### Work required
Nothing in the records may be altered; repeat them exactly.

### Data in this exercise
──────────

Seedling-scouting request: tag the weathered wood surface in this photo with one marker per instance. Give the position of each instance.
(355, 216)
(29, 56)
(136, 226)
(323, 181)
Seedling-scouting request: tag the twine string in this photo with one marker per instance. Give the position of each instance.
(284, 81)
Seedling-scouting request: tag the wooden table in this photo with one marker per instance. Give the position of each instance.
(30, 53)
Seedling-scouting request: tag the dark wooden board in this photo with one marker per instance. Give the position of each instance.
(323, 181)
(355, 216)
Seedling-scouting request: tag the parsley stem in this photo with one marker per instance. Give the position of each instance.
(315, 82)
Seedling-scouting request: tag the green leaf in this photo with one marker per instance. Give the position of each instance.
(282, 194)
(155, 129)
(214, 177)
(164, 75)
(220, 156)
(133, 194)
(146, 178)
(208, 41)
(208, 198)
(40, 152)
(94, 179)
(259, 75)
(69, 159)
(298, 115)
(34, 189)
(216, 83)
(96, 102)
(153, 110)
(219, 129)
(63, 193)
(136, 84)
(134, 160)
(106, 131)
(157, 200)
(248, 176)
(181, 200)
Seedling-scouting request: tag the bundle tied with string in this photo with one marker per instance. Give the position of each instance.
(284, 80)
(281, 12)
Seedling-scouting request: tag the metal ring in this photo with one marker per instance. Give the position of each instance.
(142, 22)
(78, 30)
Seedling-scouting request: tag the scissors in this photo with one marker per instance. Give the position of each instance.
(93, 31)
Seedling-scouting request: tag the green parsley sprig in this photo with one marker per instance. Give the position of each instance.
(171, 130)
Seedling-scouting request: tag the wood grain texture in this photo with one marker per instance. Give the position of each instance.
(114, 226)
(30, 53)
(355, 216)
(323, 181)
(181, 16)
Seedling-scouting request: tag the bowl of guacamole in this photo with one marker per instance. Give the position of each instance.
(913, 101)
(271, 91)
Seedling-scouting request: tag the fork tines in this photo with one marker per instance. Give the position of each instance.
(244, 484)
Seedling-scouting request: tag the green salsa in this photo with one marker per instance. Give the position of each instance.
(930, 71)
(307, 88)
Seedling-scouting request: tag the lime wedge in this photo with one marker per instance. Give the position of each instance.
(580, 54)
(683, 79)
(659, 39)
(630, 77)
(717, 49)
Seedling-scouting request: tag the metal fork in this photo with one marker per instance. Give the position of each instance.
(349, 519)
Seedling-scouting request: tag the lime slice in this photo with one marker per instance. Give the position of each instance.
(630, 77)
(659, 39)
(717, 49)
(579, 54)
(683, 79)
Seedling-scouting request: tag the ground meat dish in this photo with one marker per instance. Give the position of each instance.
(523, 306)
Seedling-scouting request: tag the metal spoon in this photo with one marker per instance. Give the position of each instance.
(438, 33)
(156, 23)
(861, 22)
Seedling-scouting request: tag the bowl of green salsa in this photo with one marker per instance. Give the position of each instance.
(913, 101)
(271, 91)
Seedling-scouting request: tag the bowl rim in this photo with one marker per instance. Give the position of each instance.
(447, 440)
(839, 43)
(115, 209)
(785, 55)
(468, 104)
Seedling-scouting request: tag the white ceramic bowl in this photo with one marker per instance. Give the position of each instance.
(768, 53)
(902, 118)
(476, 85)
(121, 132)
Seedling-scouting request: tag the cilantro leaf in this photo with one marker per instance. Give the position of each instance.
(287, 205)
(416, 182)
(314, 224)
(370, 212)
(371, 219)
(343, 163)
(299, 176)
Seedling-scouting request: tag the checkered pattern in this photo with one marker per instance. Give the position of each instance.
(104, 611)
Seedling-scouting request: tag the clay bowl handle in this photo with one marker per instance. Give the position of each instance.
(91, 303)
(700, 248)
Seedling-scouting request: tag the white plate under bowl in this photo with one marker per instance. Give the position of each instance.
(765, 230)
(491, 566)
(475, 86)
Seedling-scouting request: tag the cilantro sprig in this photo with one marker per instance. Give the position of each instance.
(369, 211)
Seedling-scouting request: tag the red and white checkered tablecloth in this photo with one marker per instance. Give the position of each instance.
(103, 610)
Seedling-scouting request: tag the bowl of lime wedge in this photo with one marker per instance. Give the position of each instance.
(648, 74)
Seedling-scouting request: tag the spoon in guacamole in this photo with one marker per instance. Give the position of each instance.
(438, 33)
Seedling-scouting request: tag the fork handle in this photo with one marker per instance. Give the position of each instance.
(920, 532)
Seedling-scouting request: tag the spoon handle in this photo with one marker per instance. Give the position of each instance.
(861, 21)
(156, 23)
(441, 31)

──────────

### Exercise output
Seedling-scouting request: tag the weathered wood surface in this photo with one marker per instance. Give the position of each instance.
(355, 216)
(29, 56)
(136, 226)
(323, 181)
Seedling-scouting request: tag the twine string in this photo with one marker per instance. Give the position of each instance.
(284, 81)
Seedling-scouting request: tag the wooden table in this photo with one marker per instance. Give the position of each instance.
(30, 53)
Seedling-scouting request: tag the dark wooden board in this photo with one marker per instance. Give the position of each instance.
(323, 181)
(355, 216)
Seedling-scouting request: tag the parsley stem in this photo with one marker per instance. Give the position of each instance.
(315, 82)
Seedling-scouting request: tag the green leaf in this photo with one marker per instance. Give the position of each instance.
(282, 194)
(155, 129)
(214, 177)
(164, 75)
(220, 156)
(133, 194)
(146, 178)
(208, 41)
(208, 198)
(40, 152)
(94, 179)
(259, 75)
(69, 159)
(298, 115)
(34, 189)
(216, 83)
(96, 102)
(153, 110)
(219, 129)
(63, 193)
(136, 84)
(134, 160)
(106, 131)
(157, 200)
(248, 176)
(181, 200)
Seedling-scouting request: tag the bundle tied with string in this photo with one marker per instance. Give the position of each instance.
(284, 80)
(281, 12)
Seedling-scouting request: tag the metal ring in this photo with one marker per instance. Give the position of each instance.
(142, 22)
(78, 30)
Seedling-scouting request: tag the scissors in this photo with one marker per instance. Give the position of each instance.
(93, 31)
Seedling-scouting request: tag the green parsley sprig in this photo with one marker per instance. Give the position of each instance.
(171, 130)
Seedling-scouting request: tag the wood grain texture in this photo with one marker per instance. Give the position of each instance.
(114, 226)
(30, 53)
(355, 216)
(323, 181)
(181, 16)
Seedling-scouting request: tag the bowl of guacamole in this photo with one marker per instance. Give the position of each instance.
(913, 101)
(271, 91)
Seedling-scouting request: tag the fork tines in this photo with one marker per instance. Give the position of each instance.
(244, 484)
Seedling-scouting request: tag the green salsa in this photo with one marker per instance. Give the position of each instance.
(930, 71)
(307, 88)
Seedling-scouting request: tag the lime wedge in this photo with one marker per instance. Give the position of each instance.
(580, 54)
(683, 79)
(659, 39)
(630, 77)
(717, 49)
Seedling-scouting request: tag the metal fork in this photo with one marker per instance. Give the position of each instance.
(349, 519)
Seedling-scouting request: tag the lime slice in this photo with one marker per instance. Give the position of each instance.
(630, 77)
(659, 39)
(717, 49)
(579, 54)
(683, 79)
Seedling-scouting request: tag the ground meat dish in this photo with one marker per instance. Give the position of each instance.
(523, 306)
Seedling-scouting request: tag the metal spoon in this photo with one marker per instance. Give the position of each instance.
(438, 33)
(156, 23)
(861, 22)
Seedling-scouting request: tag the bowl of green salsa in this photo with one marker per instance. Give the position of each instance.
(913, 101)
(271, 91)
Seedling-scouting request: tag the bowl rim in this photo with one marker per instance. Give the position of each instance.
(447, 440)
(839, 43)
(115, 209)
(785, 55)
(468, 104)
Seedling-scouting request: tag the white ceramic bowl in this photo with one marker per instance. Give the position of each instance.
(768, 53)
(902, 118)
(476, 85)
(121, 132)
Seedling-scouting request: tag the cilantro leaf in this photo with one marker per instance. Give the position of each instance.
(287, 205)
(416, 182)
(314, 224)
(370, 212)
(371, 219)
(343, 163)
(299, 176)
Seedling-scouting request: tag the checkered pattern in this photo with one marker per instance. Give the position of each instance.
(104, 611)
Seedling-scouting request: tag the clay bowl handle in this photo with one marker per instance. Give the position of each instance.
(91, 303)
(700, 248)
Seedling-scouting request: tag the white plate under bowl in this photo with one marker per instance. Give the position of each instance.
(765, 230)
(491, 566)
(475, 86)
Seedling-scouting request: tag the cilantro sprig in this photo with one marker per instance. Give the position of each instance.
(369, 211)
Seedling-scouting request: tag the red and white checkered tablecloth in this photo with one marker per instance. Give the position of each instance.
(103, 610)
Seedling-scouting request: tag the bowl of lime wedge in this photo with one marker per instance. Give the position of each instance.
(648, 74)
Seedling-scouting request: tag the spoon in guacamole in this photo with one marker per instance. Give the position of each instance.
(438, 33)
Seedling-scouting request: tag the fork handle in this photo with one marker per instance. Give the position of each instance.
(920, 532)
Seedling-scouting request: tag the spoon handle in this photo with one marker per instance. Give the position of each instance.
(861, 21)
(156, 23)
(441, 31)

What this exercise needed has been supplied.